The listing is to be reproduced exactly, excluding its pictures.

### The data
----

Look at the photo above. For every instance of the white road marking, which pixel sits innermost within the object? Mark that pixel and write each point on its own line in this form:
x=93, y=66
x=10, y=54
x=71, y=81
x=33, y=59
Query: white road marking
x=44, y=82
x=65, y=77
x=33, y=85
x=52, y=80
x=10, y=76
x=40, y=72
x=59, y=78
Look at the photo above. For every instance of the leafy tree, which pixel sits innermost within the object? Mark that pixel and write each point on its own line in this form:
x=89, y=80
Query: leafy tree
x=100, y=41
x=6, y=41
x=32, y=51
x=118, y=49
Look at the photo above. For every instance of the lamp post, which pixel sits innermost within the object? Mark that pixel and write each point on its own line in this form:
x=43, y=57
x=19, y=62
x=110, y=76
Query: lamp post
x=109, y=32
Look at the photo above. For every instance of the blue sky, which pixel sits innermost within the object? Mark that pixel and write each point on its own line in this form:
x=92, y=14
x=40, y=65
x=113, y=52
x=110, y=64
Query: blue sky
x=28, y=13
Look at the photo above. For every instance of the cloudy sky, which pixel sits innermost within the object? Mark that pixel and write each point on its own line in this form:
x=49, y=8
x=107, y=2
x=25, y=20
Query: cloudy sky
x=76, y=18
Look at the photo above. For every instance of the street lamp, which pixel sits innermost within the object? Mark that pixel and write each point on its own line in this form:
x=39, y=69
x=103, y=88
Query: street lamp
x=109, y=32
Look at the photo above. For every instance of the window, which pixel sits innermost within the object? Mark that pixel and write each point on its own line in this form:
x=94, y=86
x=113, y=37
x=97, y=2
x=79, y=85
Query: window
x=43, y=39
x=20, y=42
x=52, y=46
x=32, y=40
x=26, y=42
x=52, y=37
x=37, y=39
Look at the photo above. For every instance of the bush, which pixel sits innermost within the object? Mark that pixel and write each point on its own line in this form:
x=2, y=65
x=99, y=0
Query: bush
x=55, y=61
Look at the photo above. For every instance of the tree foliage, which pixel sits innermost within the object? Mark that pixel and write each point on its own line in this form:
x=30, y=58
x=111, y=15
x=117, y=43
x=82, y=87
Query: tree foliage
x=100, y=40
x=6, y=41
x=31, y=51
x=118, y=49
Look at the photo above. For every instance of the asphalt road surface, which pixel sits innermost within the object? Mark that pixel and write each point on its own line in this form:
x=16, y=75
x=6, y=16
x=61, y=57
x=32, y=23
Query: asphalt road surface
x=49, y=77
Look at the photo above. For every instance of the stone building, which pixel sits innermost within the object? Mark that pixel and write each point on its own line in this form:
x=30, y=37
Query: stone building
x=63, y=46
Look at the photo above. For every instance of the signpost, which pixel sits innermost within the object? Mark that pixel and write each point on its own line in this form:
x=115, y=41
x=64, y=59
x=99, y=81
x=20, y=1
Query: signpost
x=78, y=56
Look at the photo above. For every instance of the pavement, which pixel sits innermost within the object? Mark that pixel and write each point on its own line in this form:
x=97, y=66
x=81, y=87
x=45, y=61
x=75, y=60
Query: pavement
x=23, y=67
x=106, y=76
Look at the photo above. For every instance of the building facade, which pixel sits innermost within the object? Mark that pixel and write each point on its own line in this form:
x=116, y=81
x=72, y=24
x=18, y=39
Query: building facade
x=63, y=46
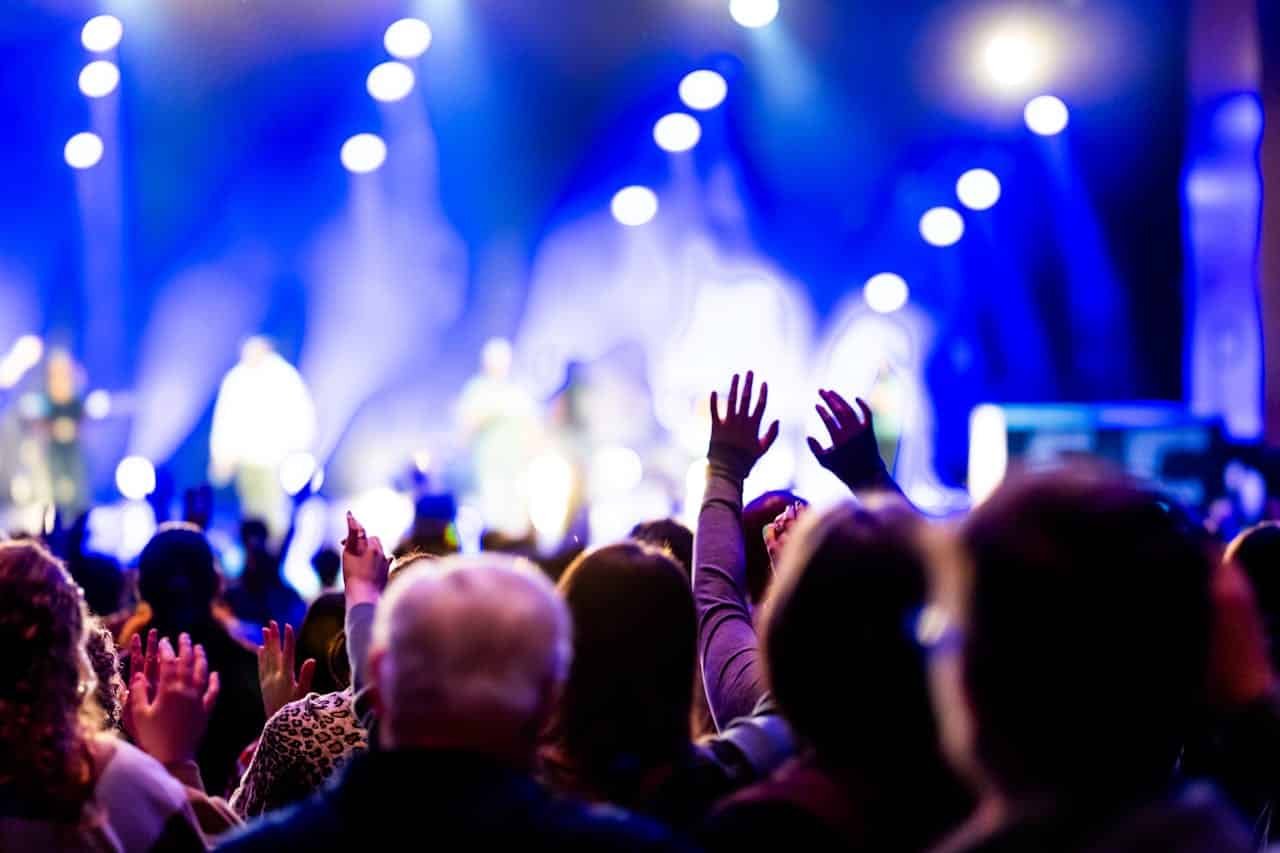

----

### Result of this exercise
Look at the photo above. For every instance of the white road marking, which pixel sits innermost within the object? Mark that pixel and write each point on its own line in this form:
x=93, y=66
x=10, y=54
x=71, y=81
x=33, y=59
Query: white road marking
x=44, y=82
x=65, y=77
x=33, y=85
x=52, y=80
x=10, y=76
x=40, y=72
x=59, y=78
Look at the photo above. For every instance of the leafy tree, which pixel sits innermost within the object? Mark that pixel and write each point on its own line in this form:
x=89, y=80
Query: leafy tree
x=100, y=41
x=6, y=41
x=32, y=51
x=118, y=49
Look at the photo above. For every instance of the lamp post, which pixel sits innermost within the object? Mark that pixel and write each point on its own line in this form:
x=43, y=57
x=19, y=62
x=110, y=76
Query: lamp post
x=109, y=32
Look at the photo above. For every instance of the blue sky, which pixel sits innermost within the object? Mark that pixel and write each point on its own line in this form:
x=92, y=14
x=40, y=65
x=113, y=52
x=110, y=64
Query: blue sky
x=28, y=13
Look at the photo above. For every instance of the cloudy sky, which pixel sits innermost within the object? Mark that pixel and write each point on its own line in this form:
x=49, y=8
x=107, y=2
x=25, y=20
Query: cloudy sky
x=76, y=18
Look at the photo above. For every instance of the street lamp, which pixel sits innermost within the object? Mark that pixel and write each point on its own line in this form:
x=39, y=69
x=103, y=88
Query: street lamp
x=109, y=32
Look at the photo above. For every instance of the window, which pixel sits innermost within the object? Mark that pixel and write each point on its own line in this form:
x=94, y=86
x=113, y=37
x=97, y=2
x=79, y=85
Query: window
x=43, y=39
x=20, y=42
x=52, y=46
x=32, y=40
x=26, y=42
x=52, y=37
x=37, y=39
Look at the photo above. For every instance of the bush, which pixel sits innermost within the object? Mark that pixel and write each point on its own line in this form:
x=2, y=65
x=99, y=0
Query: bush
x=55, y=61
Look at the photo above. For every instance of the tree foliage, which pixel sits innermost within the object? Mark that pixel and write each point on its own line in this form:
x=30, y=58
x=111, y=15
x=117, y=43
x=82, y=87
Query: tree foliage
x=100, y=40
x=6, y=41
x=31, y=51
x=118, y=49
Look at the photo above. For every instance of the asphalt road surface, which pixel sits innermost within the object? Mark that pixel and write each point on its own line in this form:
x=16, y=75
x=6, y=16
x=61, y=57
x=32, y=23
Query: asphalt road surface
x=49, y=77
Look at the photo above. For every instance of the stone building, which pixel sits innermost within the object? Mark that pixel and write each point on its own line in this form:
x=30, y=37
Query: stone building
x=63, y=46
Look at the photo above. For every instance of the signpost, which pixel sits innermost within the object? Mark that pixel and write each point on its own line in this form:
x=115, y=41
x=64, y=59
x=99, y=81
x=20, y=1
Query: signpost
x=78, y=56
Look at the photo above. For every instance of the pavement, which pixel sits innermost within the object? Mark that pixel and write each point on its own line in this form:
x=97, y=66
x=81, y=87
x=45, y=61
x=75, y=60
Query: pavement
x=23, y=67
x=106, y=76
Look at the photo above. For every instance of the building facade, which pixel sits innermost within the object? Mark that pixel and write each point on its own line in this form:
x=116, y=81
x=72, y=24
x=18, y=39
Query: building facade
x=63, y=46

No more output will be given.